■ AUSGEWÄHLTER TEXTABSCHNITT ■
----------

Victor Ponta gab sich einsichtig und reumütig. „Wenn irgendeine Entscheidung nicht europäischen Standards entsprechen sollte, dann werden wir sie zurücknehmen.“ Der rumänische Ministerpräsident war nicht zu Besuch in Brüssel, Kommissionspräsident José Manuel Barrosos hatte ihn zu sich zitiert.
Alarmiert von Meldungen über zumindest fragwürdige, undemokratische Praktiken in dem noch so jungen Mitgliedsland, wo der 40-jährige Sozialdemokrat zwar erst seit Mai regiert, aber doch mit einer Geschwindigkeit, die in der EU lange nicht wahrgenommen worden waren, den Staat zu seinen Gunsten umbaut. Auslöser der europäischen Sorge ist der Versuch Victor Pontas, den christdemokratischen Staatspräsidenten Traian Basescu aus dem Amt zu ekeln.
Genauso schwer wiegen aber auch die Beschlüsse, mit der die eben erst unabhängig gewordene Justiz des Landes offenbar wieder an die staatliche Leine gelegt werden soll. „Ich habe meine Sorge über die jüngsten Ereignisse nicht verhehlt“, erklärte der Präsident des Europäischen Parlamentes am Mittwochabend nach einem Gespräch mit seinem Parteifreund Ponta. „Wichtige Gesetze sollten nicht durch Notverordnungen, sondern nur durch einen demokratischen Prozess geändert werden.“
Grundprinzipien der Demokratie
In der Kommission sieht man das anders. Barrosos Stellvertreterin Viviane Reding malte bereits aus, mit welchen Sanktionen Rumänien rechnen müsse, wenn es weiter an den Grundprinzipien der Demokratie rüttelt. Urteile rumänischer Gerichte würden nicht mehr anerkannt, die Sonderkontrollen der Kommission zur Feststellung der Rechtsstaatlichkeit noch jahrelang fortgesetzt.

----------

[Gespeicherte Einträge]
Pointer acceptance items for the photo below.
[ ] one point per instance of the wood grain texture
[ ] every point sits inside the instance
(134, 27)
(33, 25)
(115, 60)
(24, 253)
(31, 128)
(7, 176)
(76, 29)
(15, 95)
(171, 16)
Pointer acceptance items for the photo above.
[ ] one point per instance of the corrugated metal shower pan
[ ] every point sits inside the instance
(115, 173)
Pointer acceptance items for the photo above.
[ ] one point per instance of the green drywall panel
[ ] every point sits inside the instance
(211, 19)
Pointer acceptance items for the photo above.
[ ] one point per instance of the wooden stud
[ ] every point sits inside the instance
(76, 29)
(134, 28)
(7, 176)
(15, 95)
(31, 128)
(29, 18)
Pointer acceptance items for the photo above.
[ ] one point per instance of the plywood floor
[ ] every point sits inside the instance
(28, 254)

----------

■ AUFGABE 1 ■
Nenne alle Personen, die im Text über Rumänien mit Vor- und Nachnamen genannt werden.
■ AUFGABE 2 ■
Schreib den Abschnitt aus dem Text über Rumänien ab, der mit „Victor Ponta gab“ beginnt und bis einschließlich „zu sich zitiert.“ reicht.

■ LÖSUNG 1 ■
Victor Ponta, José Manuel Barroso, Traian Basescu, Viviane Reding

■ LÖSUNG 2 ■
Victor Ponta gab sich einsichtig und reumütig. „Wenn irgendeine Entscheidung nicht europäischen Standards entsprechen sollte, dann werden wir sie zurücknehmen.“ Der rumänische Ministerpräsident war nicht zu Besuch in Brüssel, Kommissionspräsident José Manuel Barrosos hatte ihn zu sich zitiert.